# Source material:
BEGIN
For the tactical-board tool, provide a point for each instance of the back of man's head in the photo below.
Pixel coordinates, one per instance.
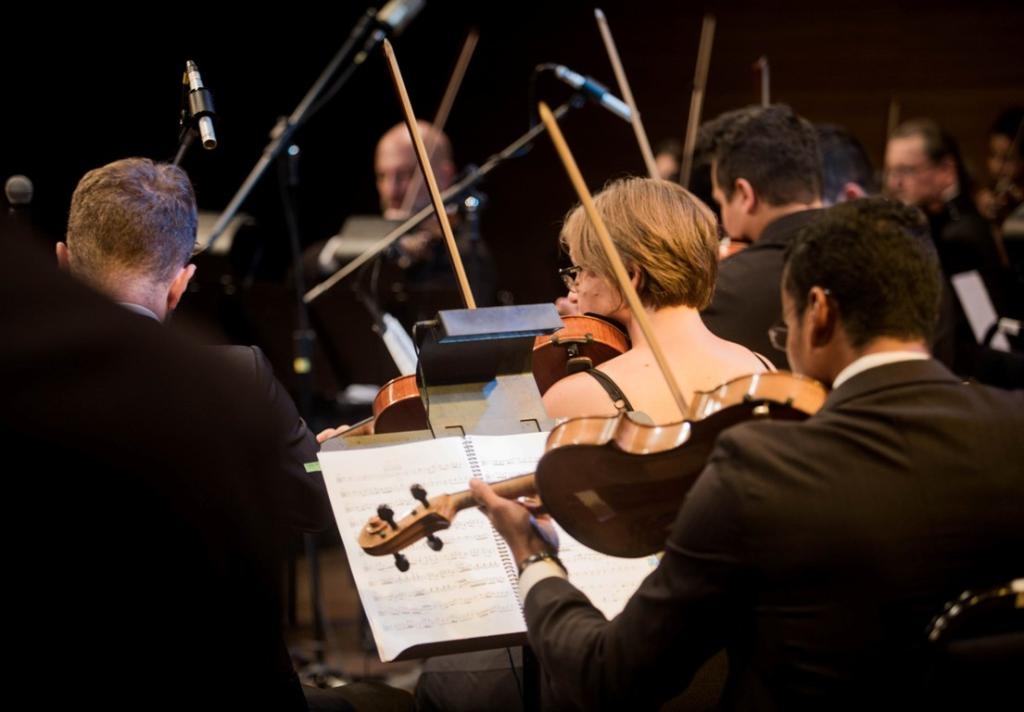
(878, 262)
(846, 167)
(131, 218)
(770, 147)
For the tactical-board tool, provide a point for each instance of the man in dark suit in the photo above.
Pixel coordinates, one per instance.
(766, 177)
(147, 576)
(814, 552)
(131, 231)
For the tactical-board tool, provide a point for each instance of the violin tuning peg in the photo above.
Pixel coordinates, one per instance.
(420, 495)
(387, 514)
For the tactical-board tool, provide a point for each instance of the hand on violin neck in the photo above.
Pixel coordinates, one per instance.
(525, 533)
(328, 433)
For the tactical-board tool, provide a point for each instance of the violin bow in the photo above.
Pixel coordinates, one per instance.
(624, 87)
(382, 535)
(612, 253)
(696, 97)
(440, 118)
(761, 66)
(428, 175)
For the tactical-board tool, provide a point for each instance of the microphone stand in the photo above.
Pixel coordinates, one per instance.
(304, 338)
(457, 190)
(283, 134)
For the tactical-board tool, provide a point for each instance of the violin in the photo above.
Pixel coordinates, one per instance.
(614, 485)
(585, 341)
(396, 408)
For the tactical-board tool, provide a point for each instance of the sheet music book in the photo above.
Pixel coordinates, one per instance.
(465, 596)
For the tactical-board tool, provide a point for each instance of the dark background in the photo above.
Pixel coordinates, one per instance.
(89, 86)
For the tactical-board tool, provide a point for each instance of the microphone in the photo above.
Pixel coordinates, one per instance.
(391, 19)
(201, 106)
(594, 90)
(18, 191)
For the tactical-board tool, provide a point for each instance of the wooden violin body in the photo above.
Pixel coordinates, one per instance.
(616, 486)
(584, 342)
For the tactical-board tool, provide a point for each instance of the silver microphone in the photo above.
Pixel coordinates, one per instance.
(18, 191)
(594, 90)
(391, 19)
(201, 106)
END
BEGIN
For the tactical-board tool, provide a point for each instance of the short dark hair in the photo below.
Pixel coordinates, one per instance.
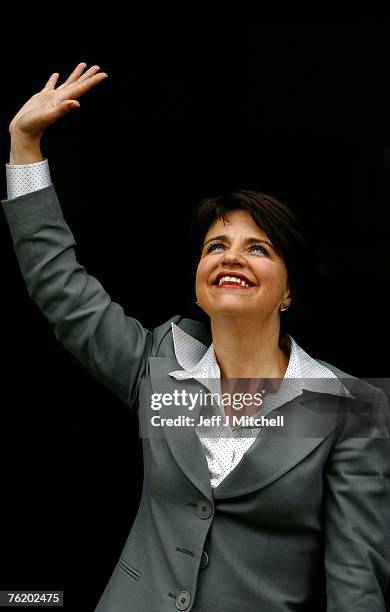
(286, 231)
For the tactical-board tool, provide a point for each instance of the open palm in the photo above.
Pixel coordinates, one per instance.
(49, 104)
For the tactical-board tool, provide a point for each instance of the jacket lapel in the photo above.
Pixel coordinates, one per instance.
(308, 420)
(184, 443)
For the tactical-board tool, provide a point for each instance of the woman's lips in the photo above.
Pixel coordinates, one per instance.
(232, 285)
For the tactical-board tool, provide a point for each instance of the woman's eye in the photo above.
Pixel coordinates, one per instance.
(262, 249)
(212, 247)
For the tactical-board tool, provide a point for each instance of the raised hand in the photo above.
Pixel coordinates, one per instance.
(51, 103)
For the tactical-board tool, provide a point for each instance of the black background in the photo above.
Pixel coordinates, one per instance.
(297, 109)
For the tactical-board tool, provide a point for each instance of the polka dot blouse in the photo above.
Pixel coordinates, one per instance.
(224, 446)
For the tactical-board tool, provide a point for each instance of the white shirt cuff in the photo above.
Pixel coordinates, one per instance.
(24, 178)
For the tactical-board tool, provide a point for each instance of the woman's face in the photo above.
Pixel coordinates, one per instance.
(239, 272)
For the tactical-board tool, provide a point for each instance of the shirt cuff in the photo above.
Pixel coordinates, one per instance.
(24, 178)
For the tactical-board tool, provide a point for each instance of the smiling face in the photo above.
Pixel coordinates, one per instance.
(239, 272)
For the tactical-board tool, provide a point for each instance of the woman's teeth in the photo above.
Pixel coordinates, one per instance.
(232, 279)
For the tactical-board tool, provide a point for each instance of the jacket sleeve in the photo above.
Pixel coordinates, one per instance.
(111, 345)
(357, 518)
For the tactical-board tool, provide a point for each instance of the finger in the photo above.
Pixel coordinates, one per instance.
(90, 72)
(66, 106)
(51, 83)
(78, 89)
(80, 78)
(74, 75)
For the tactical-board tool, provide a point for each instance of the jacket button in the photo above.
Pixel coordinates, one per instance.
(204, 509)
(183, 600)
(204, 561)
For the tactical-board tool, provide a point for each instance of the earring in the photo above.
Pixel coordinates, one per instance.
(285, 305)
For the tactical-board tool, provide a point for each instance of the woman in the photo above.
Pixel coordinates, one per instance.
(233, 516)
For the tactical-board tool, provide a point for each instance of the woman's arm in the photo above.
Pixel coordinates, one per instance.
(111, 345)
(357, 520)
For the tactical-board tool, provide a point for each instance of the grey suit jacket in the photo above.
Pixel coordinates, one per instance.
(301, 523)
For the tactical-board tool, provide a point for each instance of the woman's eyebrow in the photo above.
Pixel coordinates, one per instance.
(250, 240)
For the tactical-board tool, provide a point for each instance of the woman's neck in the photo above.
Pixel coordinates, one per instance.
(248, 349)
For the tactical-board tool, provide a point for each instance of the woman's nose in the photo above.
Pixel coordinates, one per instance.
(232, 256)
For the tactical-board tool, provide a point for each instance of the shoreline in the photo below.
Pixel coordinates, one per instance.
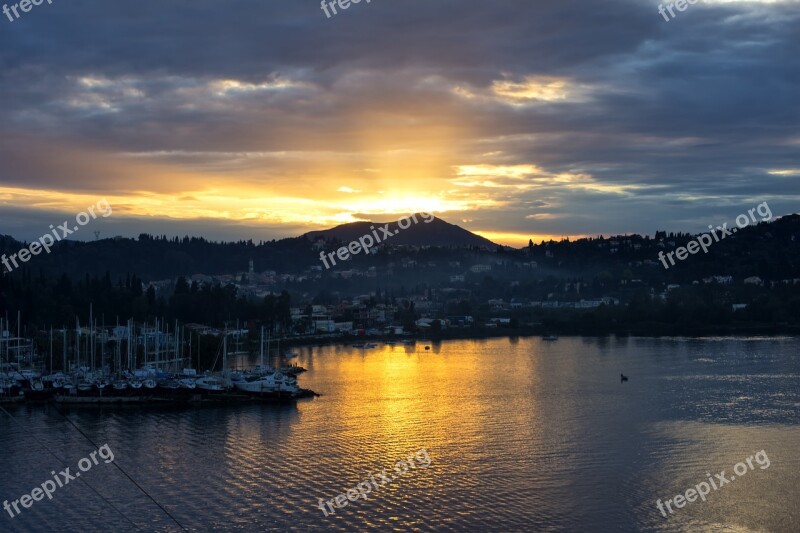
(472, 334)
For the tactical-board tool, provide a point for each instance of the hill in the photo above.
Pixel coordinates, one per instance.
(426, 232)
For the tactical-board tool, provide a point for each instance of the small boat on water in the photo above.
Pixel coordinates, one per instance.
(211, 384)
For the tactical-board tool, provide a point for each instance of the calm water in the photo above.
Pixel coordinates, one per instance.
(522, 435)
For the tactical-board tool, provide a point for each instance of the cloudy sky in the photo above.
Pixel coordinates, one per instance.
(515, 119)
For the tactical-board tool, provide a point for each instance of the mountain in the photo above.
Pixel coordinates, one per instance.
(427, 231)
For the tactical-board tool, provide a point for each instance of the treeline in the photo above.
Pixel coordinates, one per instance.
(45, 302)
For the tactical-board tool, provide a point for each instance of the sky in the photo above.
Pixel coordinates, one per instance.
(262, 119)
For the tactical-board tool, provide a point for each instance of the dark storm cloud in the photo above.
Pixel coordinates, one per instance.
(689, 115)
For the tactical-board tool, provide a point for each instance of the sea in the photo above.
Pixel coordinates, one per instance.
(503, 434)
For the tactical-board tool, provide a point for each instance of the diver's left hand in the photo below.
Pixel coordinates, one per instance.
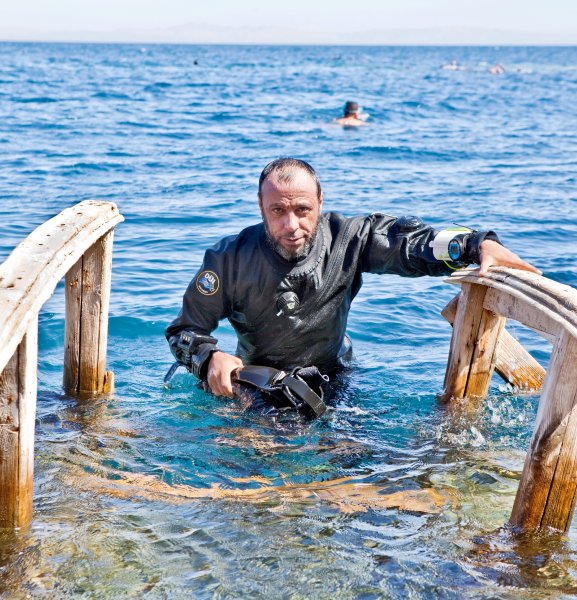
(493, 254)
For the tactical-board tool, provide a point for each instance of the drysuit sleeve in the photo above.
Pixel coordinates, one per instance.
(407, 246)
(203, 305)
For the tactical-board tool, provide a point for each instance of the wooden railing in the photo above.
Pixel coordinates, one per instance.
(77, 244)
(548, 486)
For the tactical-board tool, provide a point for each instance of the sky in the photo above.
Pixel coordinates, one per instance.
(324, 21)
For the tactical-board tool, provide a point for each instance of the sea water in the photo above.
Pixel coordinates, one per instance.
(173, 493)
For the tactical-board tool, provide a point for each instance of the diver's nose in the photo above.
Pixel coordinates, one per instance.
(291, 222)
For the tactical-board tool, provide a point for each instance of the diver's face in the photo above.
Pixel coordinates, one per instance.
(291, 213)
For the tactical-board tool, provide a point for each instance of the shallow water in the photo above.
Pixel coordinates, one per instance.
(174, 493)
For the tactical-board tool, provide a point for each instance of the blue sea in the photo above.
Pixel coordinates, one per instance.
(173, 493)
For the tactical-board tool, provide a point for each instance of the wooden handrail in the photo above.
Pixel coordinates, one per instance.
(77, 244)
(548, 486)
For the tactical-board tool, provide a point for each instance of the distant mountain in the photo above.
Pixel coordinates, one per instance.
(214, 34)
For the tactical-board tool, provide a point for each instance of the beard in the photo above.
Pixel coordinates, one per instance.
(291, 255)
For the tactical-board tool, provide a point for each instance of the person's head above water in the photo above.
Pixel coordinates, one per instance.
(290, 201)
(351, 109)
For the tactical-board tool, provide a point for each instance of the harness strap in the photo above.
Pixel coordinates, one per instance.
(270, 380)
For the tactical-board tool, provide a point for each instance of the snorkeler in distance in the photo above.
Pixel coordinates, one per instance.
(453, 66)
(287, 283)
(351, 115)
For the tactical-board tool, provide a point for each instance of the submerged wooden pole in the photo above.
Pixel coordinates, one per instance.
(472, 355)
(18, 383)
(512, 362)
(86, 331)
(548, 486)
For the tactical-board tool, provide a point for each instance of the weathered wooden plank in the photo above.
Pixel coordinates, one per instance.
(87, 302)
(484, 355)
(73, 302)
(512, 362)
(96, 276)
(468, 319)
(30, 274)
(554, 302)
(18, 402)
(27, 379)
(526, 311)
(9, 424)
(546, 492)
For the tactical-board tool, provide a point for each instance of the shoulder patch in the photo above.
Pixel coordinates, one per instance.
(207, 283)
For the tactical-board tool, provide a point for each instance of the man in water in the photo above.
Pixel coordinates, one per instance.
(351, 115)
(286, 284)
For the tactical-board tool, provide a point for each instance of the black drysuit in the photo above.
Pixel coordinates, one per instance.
END
BEGIN
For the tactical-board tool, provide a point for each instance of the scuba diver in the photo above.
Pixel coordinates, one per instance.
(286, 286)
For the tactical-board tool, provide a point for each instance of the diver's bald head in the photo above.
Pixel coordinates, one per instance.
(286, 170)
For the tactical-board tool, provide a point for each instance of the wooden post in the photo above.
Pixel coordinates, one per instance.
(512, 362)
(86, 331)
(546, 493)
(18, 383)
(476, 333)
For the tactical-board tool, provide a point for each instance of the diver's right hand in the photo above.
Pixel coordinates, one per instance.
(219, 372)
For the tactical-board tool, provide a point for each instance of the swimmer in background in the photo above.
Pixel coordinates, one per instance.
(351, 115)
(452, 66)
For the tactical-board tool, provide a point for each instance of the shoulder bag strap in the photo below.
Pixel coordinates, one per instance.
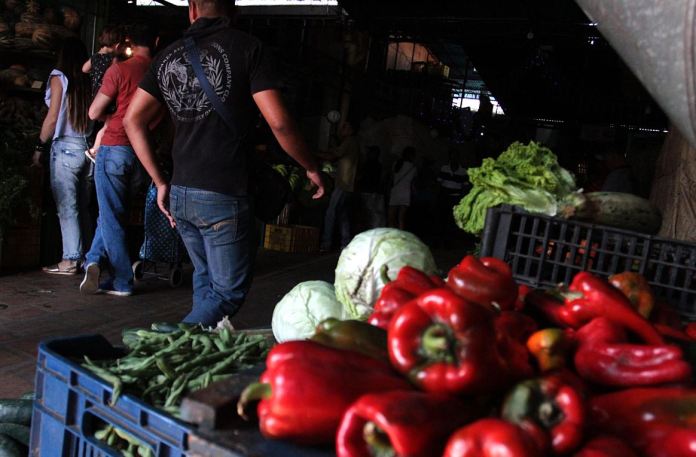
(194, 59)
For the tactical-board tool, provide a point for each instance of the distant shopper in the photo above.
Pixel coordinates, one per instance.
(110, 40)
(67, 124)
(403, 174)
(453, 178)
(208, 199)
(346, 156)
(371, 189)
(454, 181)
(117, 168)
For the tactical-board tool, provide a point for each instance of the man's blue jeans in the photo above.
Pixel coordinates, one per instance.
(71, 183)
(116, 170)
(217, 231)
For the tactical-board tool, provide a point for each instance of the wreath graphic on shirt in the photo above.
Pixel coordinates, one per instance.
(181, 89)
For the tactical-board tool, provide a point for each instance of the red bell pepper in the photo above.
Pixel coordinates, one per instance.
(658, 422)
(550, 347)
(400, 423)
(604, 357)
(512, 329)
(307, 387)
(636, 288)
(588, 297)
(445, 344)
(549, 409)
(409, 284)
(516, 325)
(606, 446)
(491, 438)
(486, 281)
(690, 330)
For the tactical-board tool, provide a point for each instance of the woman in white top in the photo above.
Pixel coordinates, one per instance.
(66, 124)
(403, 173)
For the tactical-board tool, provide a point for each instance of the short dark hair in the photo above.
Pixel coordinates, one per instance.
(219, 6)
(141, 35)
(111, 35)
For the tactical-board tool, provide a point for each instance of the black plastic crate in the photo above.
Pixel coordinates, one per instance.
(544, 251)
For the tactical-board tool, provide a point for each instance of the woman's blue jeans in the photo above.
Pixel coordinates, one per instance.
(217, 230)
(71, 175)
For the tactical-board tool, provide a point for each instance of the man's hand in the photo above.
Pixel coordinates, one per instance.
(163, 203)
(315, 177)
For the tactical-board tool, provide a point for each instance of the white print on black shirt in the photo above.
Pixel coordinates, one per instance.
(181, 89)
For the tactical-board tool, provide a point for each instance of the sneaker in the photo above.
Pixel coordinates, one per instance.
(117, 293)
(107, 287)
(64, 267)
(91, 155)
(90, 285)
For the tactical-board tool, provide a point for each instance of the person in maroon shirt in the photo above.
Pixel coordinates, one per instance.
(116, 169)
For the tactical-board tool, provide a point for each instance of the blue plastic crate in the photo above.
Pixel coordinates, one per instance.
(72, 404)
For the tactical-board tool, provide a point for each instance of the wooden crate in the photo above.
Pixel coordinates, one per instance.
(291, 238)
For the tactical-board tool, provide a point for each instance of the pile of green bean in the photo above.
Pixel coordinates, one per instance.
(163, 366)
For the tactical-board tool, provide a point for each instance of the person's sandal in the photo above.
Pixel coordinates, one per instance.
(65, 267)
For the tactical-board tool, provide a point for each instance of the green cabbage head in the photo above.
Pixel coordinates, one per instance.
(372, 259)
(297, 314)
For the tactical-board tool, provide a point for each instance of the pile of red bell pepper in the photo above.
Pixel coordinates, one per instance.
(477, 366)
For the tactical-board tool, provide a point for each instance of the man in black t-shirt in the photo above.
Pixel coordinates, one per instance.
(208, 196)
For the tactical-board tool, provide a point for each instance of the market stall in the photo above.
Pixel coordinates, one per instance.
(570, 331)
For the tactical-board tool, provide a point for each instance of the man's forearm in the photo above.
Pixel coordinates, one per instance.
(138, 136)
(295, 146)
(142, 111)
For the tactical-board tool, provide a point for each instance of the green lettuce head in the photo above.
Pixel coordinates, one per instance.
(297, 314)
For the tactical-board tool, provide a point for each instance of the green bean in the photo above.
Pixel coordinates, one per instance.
END
# Task instructions:
List every line from the entries above in which "cuff" appears.

# Your solution:
For the tactical-board tool, provide a point for each instance of the white shirt cuff in the photo above.
For the tactical-board tool, provide a point for each instance of the shirt cuff in the photo above.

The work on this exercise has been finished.